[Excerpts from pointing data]

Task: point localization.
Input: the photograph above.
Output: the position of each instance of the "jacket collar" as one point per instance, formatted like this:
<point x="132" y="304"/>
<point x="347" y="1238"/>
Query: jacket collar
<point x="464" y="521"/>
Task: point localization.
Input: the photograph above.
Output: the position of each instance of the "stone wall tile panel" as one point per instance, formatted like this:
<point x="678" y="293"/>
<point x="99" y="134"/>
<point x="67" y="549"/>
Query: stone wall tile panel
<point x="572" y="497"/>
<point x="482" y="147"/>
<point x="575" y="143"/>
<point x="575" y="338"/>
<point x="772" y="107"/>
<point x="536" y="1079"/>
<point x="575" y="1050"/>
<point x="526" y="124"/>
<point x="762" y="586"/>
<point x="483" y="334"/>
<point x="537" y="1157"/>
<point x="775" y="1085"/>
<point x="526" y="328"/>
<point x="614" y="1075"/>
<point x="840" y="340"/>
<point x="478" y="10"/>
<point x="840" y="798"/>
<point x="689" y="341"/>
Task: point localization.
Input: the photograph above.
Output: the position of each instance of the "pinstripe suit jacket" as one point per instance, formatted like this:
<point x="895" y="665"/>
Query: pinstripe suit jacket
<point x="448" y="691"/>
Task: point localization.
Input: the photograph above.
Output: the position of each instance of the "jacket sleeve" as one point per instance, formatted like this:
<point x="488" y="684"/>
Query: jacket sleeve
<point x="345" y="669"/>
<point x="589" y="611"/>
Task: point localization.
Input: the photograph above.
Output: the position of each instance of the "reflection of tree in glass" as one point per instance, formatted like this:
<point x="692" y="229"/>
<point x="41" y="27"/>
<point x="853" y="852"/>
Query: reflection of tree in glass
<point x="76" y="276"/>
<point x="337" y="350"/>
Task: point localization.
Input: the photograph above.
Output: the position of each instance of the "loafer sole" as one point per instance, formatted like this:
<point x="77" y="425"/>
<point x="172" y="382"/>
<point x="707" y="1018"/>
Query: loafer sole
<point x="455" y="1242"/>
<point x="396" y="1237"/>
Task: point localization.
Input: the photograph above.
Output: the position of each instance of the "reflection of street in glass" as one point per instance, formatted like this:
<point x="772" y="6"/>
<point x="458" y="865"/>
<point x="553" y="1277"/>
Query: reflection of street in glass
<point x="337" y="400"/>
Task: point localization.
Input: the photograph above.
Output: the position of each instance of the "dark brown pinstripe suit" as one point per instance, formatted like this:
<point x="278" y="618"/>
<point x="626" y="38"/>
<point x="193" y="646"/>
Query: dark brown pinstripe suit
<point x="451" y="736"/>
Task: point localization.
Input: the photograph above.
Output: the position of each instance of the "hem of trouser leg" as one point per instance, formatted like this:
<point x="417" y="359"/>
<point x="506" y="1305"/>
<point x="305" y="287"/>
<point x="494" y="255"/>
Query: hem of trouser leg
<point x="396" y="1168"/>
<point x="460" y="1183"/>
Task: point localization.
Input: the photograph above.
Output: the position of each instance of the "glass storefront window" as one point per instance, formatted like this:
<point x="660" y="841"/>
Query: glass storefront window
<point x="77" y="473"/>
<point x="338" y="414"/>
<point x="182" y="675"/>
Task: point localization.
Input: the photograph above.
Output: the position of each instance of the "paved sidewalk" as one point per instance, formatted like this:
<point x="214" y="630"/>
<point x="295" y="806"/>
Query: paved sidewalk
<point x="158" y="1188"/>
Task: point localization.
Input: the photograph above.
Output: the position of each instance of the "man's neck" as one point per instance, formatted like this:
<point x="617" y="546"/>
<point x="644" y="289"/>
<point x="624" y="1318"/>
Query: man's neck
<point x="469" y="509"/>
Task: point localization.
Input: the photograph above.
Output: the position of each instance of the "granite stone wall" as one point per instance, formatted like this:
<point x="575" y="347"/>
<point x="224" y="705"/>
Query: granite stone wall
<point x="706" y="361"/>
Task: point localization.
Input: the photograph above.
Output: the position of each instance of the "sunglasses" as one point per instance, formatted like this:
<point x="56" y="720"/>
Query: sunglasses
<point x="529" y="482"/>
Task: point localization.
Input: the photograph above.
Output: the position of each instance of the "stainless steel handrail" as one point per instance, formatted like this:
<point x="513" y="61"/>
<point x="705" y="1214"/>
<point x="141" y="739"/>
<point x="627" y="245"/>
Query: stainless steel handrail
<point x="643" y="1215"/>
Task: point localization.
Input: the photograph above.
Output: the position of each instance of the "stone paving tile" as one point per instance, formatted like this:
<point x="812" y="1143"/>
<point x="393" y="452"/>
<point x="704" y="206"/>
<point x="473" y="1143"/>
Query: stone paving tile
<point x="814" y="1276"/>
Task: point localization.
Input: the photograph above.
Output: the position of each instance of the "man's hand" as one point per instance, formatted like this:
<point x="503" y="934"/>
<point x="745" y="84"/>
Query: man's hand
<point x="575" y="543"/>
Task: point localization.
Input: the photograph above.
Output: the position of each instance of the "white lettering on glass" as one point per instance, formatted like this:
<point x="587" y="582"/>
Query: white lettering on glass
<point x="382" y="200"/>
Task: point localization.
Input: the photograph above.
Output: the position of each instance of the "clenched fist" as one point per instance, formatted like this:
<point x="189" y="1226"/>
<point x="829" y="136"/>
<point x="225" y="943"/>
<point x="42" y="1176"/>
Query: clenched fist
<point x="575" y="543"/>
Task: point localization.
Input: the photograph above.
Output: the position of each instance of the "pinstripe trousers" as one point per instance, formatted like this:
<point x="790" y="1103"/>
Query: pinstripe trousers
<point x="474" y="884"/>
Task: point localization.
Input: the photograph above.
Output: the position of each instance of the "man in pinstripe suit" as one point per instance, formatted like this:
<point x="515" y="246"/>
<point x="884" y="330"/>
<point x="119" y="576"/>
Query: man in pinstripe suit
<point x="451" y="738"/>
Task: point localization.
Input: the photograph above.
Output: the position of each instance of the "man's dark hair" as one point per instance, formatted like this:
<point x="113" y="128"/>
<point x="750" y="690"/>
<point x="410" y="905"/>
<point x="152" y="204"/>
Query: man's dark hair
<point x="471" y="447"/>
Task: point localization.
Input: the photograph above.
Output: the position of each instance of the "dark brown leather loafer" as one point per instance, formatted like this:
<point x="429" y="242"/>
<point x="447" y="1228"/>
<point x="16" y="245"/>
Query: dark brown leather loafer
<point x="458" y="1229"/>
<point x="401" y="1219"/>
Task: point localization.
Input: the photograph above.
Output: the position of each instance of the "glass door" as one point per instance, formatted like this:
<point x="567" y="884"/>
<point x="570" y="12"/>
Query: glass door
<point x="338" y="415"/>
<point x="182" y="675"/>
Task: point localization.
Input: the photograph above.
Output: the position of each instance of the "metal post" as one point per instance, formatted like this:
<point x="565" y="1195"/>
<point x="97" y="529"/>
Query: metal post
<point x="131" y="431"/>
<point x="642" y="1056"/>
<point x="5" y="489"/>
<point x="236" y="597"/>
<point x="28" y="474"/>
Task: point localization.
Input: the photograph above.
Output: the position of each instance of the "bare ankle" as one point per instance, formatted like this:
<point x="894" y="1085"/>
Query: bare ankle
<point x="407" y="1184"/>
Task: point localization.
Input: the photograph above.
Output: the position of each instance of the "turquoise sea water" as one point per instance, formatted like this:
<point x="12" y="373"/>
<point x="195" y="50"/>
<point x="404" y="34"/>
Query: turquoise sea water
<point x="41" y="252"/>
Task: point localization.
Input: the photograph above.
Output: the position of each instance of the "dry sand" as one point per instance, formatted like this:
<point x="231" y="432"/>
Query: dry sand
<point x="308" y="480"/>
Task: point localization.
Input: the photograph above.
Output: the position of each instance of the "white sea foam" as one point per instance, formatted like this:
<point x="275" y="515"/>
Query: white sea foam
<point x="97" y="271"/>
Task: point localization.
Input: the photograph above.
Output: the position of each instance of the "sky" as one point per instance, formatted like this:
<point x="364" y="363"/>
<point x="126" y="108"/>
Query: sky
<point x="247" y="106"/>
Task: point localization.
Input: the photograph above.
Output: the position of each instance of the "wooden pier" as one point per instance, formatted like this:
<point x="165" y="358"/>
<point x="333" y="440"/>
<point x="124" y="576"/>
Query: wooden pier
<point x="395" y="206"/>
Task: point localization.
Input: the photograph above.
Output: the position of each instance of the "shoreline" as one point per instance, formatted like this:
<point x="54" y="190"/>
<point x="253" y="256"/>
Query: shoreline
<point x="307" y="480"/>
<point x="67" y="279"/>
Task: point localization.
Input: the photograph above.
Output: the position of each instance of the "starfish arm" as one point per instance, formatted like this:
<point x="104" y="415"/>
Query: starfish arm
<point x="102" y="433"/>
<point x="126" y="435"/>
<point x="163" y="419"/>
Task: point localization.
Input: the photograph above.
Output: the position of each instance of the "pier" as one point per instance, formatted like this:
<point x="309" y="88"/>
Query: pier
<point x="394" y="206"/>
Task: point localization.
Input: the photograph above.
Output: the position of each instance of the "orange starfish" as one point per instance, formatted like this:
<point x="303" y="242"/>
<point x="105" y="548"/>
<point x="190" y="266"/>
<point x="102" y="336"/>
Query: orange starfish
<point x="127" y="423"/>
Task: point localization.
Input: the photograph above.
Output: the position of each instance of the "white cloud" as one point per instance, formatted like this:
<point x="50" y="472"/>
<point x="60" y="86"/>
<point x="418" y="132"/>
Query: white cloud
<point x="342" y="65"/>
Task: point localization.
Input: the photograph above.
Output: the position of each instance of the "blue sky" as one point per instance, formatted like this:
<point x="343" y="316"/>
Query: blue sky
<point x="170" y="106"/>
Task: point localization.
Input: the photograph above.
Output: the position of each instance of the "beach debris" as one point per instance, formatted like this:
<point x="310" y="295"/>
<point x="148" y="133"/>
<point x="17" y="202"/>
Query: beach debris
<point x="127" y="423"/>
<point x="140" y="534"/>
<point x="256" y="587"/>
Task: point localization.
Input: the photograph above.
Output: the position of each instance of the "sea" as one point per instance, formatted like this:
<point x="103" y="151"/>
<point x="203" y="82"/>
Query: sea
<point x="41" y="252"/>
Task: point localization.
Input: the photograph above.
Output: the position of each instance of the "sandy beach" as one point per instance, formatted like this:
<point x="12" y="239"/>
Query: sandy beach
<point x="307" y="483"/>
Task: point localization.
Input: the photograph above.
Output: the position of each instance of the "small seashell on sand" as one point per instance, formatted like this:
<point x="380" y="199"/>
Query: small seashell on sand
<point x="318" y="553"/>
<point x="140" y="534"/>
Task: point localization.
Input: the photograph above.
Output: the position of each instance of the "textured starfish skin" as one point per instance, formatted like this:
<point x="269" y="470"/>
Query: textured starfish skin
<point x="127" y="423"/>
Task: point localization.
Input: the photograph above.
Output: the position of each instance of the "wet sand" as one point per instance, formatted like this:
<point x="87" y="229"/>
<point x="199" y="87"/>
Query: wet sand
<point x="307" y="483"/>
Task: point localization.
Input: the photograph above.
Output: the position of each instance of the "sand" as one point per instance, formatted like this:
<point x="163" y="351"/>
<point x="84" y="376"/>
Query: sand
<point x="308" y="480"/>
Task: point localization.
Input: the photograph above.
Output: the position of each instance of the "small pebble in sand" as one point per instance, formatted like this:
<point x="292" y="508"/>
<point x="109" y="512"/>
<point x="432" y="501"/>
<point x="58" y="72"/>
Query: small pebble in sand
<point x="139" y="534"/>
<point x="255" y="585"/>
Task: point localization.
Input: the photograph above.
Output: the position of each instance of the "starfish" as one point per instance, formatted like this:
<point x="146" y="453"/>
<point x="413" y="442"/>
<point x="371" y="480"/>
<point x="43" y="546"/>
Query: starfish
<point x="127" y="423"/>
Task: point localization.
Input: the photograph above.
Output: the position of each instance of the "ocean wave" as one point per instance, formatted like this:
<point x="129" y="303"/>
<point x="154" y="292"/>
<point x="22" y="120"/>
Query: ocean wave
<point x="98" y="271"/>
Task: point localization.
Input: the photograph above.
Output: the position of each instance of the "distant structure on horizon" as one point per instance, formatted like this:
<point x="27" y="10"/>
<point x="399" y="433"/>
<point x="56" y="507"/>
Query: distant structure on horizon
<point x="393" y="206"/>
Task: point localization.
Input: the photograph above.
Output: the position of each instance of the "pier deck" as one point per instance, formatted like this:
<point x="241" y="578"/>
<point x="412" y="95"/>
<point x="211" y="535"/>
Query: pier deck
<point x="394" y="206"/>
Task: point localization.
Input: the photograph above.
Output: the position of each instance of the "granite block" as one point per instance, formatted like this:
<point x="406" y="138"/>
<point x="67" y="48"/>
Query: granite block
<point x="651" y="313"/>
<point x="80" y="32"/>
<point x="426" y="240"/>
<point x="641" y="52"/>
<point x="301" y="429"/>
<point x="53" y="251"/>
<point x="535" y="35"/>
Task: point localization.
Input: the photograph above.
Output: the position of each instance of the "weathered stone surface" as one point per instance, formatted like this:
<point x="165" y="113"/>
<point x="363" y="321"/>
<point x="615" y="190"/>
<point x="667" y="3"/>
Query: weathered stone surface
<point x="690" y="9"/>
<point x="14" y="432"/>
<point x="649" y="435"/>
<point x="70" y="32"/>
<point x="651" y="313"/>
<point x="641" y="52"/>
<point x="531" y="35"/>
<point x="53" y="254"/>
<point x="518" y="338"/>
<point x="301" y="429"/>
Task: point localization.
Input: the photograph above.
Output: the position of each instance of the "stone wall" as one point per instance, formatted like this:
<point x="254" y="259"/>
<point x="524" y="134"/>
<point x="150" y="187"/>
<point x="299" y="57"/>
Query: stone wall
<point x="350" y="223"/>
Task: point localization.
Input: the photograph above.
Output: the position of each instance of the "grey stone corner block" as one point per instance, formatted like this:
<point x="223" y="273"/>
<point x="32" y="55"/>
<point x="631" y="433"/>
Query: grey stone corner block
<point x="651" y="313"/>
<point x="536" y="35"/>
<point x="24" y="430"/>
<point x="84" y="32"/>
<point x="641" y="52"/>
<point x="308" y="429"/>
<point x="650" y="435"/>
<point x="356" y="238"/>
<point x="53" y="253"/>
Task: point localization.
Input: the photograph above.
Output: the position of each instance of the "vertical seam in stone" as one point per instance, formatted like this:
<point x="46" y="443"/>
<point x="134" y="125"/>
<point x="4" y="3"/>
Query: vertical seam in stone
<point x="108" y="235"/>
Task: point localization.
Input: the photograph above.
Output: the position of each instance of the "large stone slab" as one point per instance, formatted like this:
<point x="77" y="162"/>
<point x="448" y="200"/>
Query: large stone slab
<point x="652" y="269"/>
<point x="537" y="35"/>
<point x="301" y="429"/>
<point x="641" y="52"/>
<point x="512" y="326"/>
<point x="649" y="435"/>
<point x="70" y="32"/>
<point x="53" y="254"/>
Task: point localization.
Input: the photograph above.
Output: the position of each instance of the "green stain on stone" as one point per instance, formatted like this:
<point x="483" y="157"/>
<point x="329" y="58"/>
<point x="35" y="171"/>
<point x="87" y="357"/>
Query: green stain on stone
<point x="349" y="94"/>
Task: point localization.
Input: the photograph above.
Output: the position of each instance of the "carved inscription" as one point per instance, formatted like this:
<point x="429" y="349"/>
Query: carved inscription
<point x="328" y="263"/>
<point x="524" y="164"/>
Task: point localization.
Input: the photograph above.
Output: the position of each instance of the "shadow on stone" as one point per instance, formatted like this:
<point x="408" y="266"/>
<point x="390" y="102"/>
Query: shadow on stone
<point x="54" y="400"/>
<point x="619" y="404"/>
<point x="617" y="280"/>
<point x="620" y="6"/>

- **EXERCISE DESCRIPTION**
Return every line of the listing above that contains the word "weathered", matching case exactly.

- **SOLUTION TO THE EXERCISE**
Output: the position of each instance of the "weathered stone surface" as one point per instance, formatted like this:
Query: weathered stone surface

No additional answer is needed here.